SHORT TASK :: Replace "green vegetation" with "green plants" in the material, starting at the line that contains "Please mark the blue" and ending at the end of the material. Give back only those lines, with everything else left as it is.

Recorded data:
— Begin —

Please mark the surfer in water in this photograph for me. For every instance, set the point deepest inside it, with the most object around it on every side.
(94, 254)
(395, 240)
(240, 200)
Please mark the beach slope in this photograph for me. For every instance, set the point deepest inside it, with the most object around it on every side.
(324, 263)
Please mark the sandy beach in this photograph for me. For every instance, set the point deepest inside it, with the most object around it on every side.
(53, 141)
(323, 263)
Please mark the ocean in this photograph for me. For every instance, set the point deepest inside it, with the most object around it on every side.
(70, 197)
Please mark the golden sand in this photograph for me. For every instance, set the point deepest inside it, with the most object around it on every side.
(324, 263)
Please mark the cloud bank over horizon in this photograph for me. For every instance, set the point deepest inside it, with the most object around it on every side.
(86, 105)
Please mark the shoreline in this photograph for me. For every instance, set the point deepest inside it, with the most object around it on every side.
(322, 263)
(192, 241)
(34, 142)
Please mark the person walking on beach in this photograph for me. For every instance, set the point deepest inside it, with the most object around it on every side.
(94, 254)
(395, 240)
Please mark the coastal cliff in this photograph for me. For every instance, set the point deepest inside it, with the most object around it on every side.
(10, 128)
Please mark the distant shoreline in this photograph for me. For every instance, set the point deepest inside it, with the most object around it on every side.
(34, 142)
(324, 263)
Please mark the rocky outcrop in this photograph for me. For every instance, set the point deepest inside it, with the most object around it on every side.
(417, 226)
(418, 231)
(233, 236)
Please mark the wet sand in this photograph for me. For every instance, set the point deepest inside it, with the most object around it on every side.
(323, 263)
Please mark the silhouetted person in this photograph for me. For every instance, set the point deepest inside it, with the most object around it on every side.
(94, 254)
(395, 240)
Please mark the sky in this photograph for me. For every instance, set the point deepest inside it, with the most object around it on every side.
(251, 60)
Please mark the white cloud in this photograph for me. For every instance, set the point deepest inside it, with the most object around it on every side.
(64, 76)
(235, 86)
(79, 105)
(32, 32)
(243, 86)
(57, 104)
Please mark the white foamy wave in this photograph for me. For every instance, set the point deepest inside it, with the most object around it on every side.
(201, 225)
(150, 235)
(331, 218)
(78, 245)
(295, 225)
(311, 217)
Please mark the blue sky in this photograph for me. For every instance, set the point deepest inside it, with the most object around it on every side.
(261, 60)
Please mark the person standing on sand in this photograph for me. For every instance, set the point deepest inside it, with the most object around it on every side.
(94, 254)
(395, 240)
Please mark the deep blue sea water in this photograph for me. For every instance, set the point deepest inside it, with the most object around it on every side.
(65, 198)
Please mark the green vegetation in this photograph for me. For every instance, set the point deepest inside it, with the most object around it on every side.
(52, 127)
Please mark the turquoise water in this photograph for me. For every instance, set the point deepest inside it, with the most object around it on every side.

— End —

EXERCISE RESPONSE ::
Please mark the blue sky in this photograph for me. For every instance, set the point deepest inside it, with the most object around it on every side.
(261, 60)
Please mark the person standing on sand in this photograph for me. For every instance, set the point deepest inside it, with the most object around it on every side.
(94, 254)
(395, 240)
Please mark the deep blue sea water in this photograph for me. For every instance, set the point deepest inside it, with the most object around it on every side.
(65, 198)
Please mark the green plants in this photograph for me. For every instance, set the point deepest inside it, with the most object around it on every side.
(52, 127)
Please mark the turquoise water in this photograph for me. For every instance, set the point deepest inside it, with the most object around it on every side.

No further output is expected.